# Assignment
Give the data a second time, exactly and in full.
==== Records for the task
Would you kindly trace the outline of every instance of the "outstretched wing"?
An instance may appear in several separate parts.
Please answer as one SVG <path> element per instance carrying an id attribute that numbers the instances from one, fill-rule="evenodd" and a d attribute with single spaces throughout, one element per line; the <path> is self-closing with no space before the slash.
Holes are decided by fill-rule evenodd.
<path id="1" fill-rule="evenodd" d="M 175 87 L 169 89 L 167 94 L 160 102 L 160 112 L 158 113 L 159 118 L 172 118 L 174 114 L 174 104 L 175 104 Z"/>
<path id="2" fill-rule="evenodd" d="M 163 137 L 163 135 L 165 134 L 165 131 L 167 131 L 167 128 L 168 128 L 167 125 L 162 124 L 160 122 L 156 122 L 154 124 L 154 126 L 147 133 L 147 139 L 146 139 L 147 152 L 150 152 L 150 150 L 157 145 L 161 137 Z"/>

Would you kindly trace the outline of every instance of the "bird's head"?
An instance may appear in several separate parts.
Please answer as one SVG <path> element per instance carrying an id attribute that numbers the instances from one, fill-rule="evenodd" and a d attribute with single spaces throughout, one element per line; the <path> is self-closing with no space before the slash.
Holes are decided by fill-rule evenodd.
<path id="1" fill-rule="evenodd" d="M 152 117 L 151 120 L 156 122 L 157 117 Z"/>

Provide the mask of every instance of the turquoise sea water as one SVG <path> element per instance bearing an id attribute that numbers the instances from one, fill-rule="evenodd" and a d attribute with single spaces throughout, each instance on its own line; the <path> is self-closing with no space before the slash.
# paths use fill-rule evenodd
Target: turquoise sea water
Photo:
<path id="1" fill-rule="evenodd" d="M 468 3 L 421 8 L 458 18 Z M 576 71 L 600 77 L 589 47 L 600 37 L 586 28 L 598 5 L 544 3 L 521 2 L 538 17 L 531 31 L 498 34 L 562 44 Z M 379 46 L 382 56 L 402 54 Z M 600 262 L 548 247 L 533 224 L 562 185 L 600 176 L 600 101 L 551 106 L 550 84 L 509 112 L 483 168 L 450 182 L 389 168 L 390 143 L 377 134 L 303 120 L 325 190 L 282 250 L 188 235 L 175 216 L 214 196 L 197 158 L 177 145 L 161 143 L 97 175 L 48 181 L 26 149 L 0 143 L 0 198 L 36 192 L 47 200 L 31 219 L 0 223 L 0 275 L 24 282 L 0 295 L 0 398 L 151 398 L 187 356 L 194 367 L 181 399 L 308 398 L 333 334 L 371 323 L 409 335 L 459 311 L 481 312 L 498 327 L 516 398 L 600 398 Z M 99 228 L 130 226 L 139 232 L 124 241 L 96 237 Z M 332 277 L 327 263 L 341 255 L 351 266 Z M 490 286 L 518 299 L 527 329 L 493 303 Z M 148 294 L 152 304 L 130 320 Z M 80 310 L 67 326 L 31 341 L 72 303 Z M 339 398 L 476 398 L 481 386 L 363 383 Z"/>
========
# Solution to this task
Would you kindly trace the outline of every instance of the "outstretched wing"?
An instance may appear in several separate parts.
Please answer as one SVG <path> element per instance carrying an id attribute that numbers the instances from one, fill-rule="evenodd" and a d attribute with single spaces throughout, one element per line; the <path> is self-closing with no space before the slash.
Holes are decided by fill-rule evenodd.
<path id="1" fill-rule="evenodd" d="M 175 87 L 169 89 L 167 94 L 160 102 L 160 112 L 158 113 L 159 118 L 172 118 L 174 114 L 174 104 L 175 104 Z"/>
<path id="2" fill-rule="evenodd" d="M 163 137 L 163 135 L 165 134 L 165 131 L 167 131 L 167 128 L 168 128 L 167 125 L 162 124 L 160 122 L 156 122 L 154 124 L 154 126 L 147 133 L 147 139 L 146 139 L 147 152 L 150 152 L 150 150 L 157 145 L 161 137 Z"/>

Would you kindly trace the outline of every instance of the "bird's head"?
An instance may appear in several separate parts.
Please answer as one SVG <path> element per instance carrying an id attribute that numbers the instances from one, fill-rule="evenodd" and a d attribute with single spaces throughout, one element per line; the <path> is self-closing with no space before the slash.
Holes are decided by fill-rule evenodd.
<path id="1" fill-rule="evenodd" d="M 152 117 L 151 120 L 156 122 L 157 117 Z"/>

Provide the mask of every instance of the turquoise sea water as one SVG <path> element per instance bearing an id attribute that numbers the instances from one, fill-rule="evenodd" and a d attribute with single spaces throughout, each instance on its own line; the <path> is self-closing with no space before the slash.
# paths use fill-rule evenodd
Target: turquoise sea water
Photo:
<path id="1" fill-rule="evenodd" d="M 468 3 L 421 8 L 458 18 Z M 576 71 L 600 77 L 589 47 L 600 37 L 586 28 L 598 5 L 544 3 L 521 2 L 538 17 L 531 31 L 498 34 L 562 44 Z M 379 46 L 382 56 L 402 54 Z M 600 262 L 548 247 L 533 224 L 562 185 L 600 176 L 600 101 L 551 106 L 550 84 L 509 112 L 483 168 L 450 182 L 389 168 L 390 143 L 377 134 L 303 120 L 325 190 L 282 250 L 188 235 L 175 216 L 214 196 L 197 158 L 177 145 L 161 143 L 97 175 L 48 181 L 26 149 L 0 143 L 0 198 L 36 192 L 47 200 L 31 219 L 0 223 L 0 275 L 24 282 L 0 295 L 0 398 L 151 398 L 187 356 L 194 367 L 181 399 L 308 398 L 333 334 L 371 323 L 409 335 L 459 311 L 481 312 L 498 327 L 516 398 L 600 398 Z M 99 228 L 130 226 L 139 232 L 124 241 L 96 237 Z M 332 277 L 327 263 L 341 255 L 351 266 Z M 490 286 L 518 299 L 527 329 L 493 303 Z M 148 294 L 152 304 L 130 320 Z M 80 310 L 67 326 L 31 341 L 72 303 Z M 339 398 L 476 398 L 481 386 L 363 383 Z"/>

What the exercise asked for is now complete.